## ESTRATTO DEL DOCUMENTO

■ ■ ■

“Rubando Bellezza”: intervista a Fulvio Wetzl

di Juri Saitta.

Una famiglia particolare, quella dei Bertolucci, composta da uno scrittore e due cineasti: il padre Attilio, uno dei poeti più importanti del Novecento; il primogenito Bernardo, regista che alterna produzioni spettacolari (L’ultimo imperatore) a opere più personali e sperimentali (Prima della rivoluzione); il figlio minore Giuseppe, autore di film più piccoli e “marginali”, ma comunque interessanti (Berlinguer ti voglio bene).

Un nucleo familiare che viene raccontato da Rubando Bellezza, documentario di Fulvio Wetzl, Laura Bagnoli e Danny Biancardi incentrato proprio sui tre importanti autori italiani.

L’opera in questione non vede però al centro tanto la biografia e la carriera dei tre uomini, quanto i loro rapporti personali e, soprattutto, le loro influenze reciproche. Infatti, il lavoro si concentra in particolar modo sulle connessioni psicologiche e culturali tra le tre figure, tanto che nel corso del film si vedrà quanto le poesie di Attilio Bertolucci abbiano segnato il percorso artistico e cinematografico dei due figli, a volte in modo diretto, più spesso in maniera maggiormente sottesa.

Tutti elementi suggeriti tramite una struttura particolare, che alterna in modo non cronologico e non filologico le testimonianze dei singoli al copioso materiale d’archivio, composto in primis da alcuni spezzoni dei film e degli spettacoli teatrali di Bernardo e Giuseppe Bertolucci e dall’unico documentario realizzato per la Rai da Attilio Alla ricerca di Marcel Proust, incentrato appunto sullo scrittore francese.

Rubando Bellezza è stato proiettato alla presenza del regista Fulvio Wetzl martedì 6 giugno al Cinema America di Genova, in quella che per ora è stata l’ultima tappa di un documentario che dallo scorso novembre è stato distribuito in alcune delle sale cinematografiche più importanti d’Italia, dallo Spazio Oberdan di Milano all’Arsenale di Pisa.

In occasione della presentazione genovese del film, ho parlato con l’autore del suo lavoro, della sua struttura e dei suoi nodi tematici centrali.

 Potrebbe raccontarci come è nato e si è sviluppato il progetto?

È un film nato incidentalmente e quasi per caso. Nel 2014 a Tellaro, in provincia di La Spezia (città dove io vivo) hanno intestato una targa ad Attilio Bertolucci, il quale aveva una delle sue case proprio in questo paese.

■ ■ ■

## MATERIALE
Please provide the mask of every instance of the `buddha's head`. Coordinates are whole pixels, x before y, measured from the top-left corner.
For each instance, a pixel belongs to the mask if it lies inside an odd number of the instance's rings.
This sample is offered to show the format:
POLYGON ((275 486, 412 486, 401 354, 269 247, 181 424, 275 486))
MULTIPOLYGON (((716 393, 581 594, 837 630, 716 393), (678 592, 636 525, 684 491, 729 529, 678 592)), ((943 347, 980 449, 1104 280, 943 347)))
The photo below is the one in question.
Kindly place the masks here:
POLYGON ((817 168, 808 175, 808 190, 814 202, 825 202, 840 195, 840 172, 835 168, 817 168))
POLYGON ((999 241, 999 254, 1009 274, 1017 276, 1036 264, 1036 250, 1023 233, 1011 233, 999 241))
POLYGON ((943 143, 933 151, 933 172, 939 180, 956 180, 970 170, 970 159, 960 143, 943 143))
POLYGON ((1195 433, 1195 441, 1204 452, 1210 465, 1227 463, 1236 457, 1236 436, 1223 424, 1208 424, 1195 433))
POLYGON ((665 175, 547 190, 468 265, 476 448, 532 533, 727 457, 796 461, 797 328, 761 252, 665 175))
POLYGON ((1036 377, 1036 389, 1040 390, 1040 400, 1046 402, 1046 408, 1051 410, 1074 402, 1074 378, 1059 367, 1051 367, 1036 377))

■ ■ ■

Ricopia dall'intervista a Fulvio Wetzl tutto il tratto che va da "Rubando Bellezza è" giù fino a "all’Arsenale di Pisa.". I record sono materiale a sé, separato dall'intervista.

Rubando Bellezza è stato proiettato alla presenza del regista Fulvio Wetzl martedì 6 giugno al Cinema America di Genova, in quella che per ora è stata l’ultima tappa di un documentario che dallo scorso novembre è stato distribuito in alcune delle sale cinematografiche più importanti d’Italia, dallo Spazio Oberdan di Milano all’Arsenale di Pisa.